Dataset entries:
::::

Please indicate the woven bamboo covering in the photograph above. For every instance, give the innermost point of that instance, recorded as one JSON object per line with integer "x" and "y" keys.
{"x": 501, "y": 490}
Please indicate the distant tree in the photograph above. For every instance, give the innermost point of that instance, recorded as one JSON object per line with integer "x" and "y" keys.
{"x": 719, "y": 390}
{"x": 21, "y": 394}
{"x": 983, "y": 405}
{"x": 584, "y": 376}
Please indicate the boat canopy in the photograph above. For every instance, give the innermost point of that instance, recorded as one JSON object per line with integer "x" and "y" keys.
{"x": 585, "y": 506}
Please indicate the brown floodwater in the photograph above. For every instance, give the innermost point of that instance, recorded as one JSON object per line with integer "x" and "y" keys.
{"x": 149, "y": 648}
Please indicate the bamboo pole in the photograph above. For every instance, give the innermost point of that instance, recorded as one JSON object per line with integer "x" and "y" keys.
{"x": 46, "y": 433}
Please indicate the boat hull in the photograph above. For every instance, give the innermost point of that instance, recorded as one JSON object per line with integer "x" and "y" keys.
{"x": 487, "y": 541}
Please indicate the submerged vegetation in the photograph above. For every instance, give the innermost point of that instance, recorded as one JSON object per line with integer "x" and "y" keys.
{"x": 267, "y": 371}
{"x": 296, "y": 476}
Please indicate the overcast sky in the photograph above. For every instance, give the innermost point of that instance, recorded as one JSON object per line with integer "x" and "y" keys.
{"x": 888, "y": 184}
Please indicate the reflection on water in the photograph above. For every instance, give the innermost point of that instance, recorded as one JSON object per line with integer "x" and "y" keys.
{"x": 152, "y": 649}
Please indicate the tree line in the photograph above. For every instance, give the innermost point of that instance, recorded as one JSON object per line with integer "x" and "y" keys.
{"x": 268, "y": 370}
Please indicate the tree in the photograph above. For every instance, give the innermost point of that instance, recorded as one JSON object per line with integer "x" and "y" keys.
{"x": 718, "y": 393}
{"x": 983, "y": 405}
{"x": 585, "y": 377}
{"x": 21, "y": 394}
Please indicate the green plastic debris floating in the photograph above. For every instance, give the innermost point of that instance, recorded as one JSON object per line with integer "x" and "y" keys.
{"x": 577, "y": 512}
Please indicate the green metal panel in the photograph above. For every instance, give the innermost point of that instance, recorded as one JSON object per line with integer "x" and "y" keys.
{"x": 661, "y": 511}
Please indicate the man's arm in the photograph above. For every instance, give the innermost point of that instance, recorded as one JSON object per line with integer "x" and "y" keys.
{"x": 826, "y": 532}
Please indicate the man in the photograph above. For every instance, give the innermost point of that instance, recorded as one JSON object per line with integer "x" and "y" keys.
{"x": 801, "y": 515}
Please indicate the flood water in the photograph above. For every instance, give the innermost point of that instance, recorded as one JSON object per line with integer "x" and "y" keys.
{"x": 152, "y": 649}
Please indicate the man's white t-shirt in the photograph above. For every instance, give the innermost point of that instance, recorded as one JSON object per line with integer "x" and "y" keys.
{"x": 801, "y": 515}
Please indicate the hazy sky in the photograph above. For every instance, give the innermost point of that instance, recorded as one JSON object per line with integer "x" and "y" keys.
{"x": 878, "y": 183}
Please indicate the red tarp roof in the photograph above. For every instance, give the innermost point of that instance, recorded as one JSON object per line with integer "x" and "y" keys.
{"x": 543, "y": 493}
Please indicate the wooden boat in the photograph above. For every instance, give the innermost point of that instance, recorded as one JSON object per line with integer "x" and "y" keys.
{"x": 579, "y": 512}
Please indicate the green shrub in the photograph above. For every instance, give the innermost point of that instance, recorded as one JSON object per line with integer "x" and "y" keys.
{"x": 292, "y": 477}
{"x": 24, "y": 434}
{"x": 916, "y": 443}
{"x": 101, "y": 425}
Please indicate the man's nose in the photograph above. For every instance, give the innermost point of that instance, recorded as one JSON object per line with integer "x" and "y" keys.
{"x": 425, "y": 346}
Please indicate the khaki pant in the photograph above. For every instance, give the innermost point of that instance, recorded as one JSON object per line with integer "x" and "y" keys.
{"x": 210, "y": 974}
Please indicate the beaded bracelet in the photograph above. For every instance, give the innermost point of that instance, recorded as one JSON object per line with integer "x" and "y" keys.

::::

▶ **ABOUT THIS TASK**:
Please repeat each entry exactly as written.

▶ **RESULT**:
Please indicate the woven bamboo covering in the photograph above. For every instance, give the innermost point of that instance, recorded as one JSON object per line with integer "x" and "y" keys.
{"x": 501, "y": 490}
Please indicate the distant tree in the photograph above. For every instance, give the innermost point of that instance, recorded as one JSON object per line with integer "x" and "y" keys.
{"x": 719, "y": 390}
{"x": 21, "y": 394}
{"x": 983, "y": 405}
{"x": 584, "y": 376}
Please indicate the boat canopy in the photograph above. For every instance, give the innermost point of that instance, recorded as one JSON object per line with integer "x" and "y" keys.
{"x": 585, "y": 506}
Please indicate the brown floodwater in the photograph above. For every instance, give the innermost point of that instance, recorded as one JSON object per line with integer "x" and "y" keys.
{"x": 149, "y": 648}
Please indicate the bamboo pole in the photograph above. For every instance, give the innermost point of that instance, recorded as one JSON object per line with integer "x" and "y" keys.
{"x": 46, "y": 433}
Please indicate the boat hull in the photograph above. For every instance, give the innermost point of that instance, recorded as one JSON object per line with integer "x" and "y" keys.
{"x": 487, "y": 541}
Please indicate the submerged vegetation in the photograph above. For every instance, give the innermost point of that instance, recorded as one JSON object per line with integer "x" and "y" keys.
{"x": 267, "y": 371}
{"x": 296, "y": 476}
Please indicate the overcast sky in the photograph above. For every instance, give the innermost point of that instance, recorded as one JSON object per line with integer "x" and "y" keys.
{"x": 888, "y": 184}
Please indicate the reflection on water in the photograph above. For every instance, give the innermost point of that instance, recorded as one JSON object per line with integer "x" and "y" keys.
{"x": 152, "y": 649}
Please indicate the tree line in the photograph above. For every instance, give the innermost point of that instance, recorded as one JSON object per line with integer "x" and "y" keys.
{"x": 268, "y": 370}
Please indicate the tree in the photograph above. For every instance, give the innermost point of that instance, recorded as one JSON object per line with integer "x" and "y" keys.
{"x": 718, "y": 393}
{"x": 983, "y": 405}
{"x": 585, "y": 377}
{"x": 21, "y": 394}
Please indicate the green plastic debris floating in the photograph above. For every instance, give the innermost point of that instance, recorded as one JSON object per line with integer "x" and "y" keys.
{"x": 577, "y": 512}
Please indicate the green metal panel in the photograph above. For every instance, give the innermost point of that instance, recorded as one JSON object per line with integer "x" and "y" keys.
{"x": 661, "y": 511}
Please indicate the man's arm in the photograph above. For every instance, give the innermost point of that instance, recorded as one JSON object per line with integer "x" and "y" keys.
{"x": 826, "y": 532}
Please indicate the man in the photograph above. For every instance, give the innermost point of that instance, recorded as one JSON object per line with integer "x" and "y" keys.
{"x": 801, "y": 515}
Please indicate the flood water in the photograph above. For every instance, give the innermost point of that instance, recorded as one JSON object per line with integer "x" and "y" keys.
{"x": 152, "y": 649}
Please indicate the man's white t-shirt in the photograph above. For every instance, give the innermost point of that instance, recorded as one JSON object per line with integer "x" and "y" keys.
{"x": 801, "y": 515}
Please indicate the hazy sky in the photograph above. For every instance, give the innermost point of that instance, recorded as one JSON object per line with integer "x" and "y" keys.
{"x": 878, "y": 183}
Please indicate the red tarp roof in the photograph above. For every instance, give the innermost point of that instance, recorded as one JSON object per line with integer "x" and "y" keys.
{"x": 543, "y": 493}
Please indicate the wooden boat in the photograph above. For every instance, give the innermost point of that instance, recorded as one JSON object per line with integer "x" and "y" keys.
{"x": 579, "y": 512}
Please indicate the green shrub in the photograph above. For every instance, give the innermost point of that instance, recorded as one JSON object per line with integer "x" and "y" keys.
{"x": 292, "y": 477}
{"x": 24, "y": 434}
{"x": 916, "y": 443}
{"x": 101, "y": 425}
Please indicate the man's nose in the photograph above. For every instance, give the innermost point of that instance, recorded as one JSON object per line with integer "x" and "y" keys.
{"x": 425, "y": 346}
Please indicate the khaki pant in the photograph above. For every instance, give the innermost point of that instance, recorded as one JSON object per line with integer "x" and "y" keys.
{"x": 210, "y": 974}
Please indicate the beaded bracelet in the photograph above. For every instance, give the innermost point of that instance, recorded as one JSON object per line with integer "x" and "y" keys.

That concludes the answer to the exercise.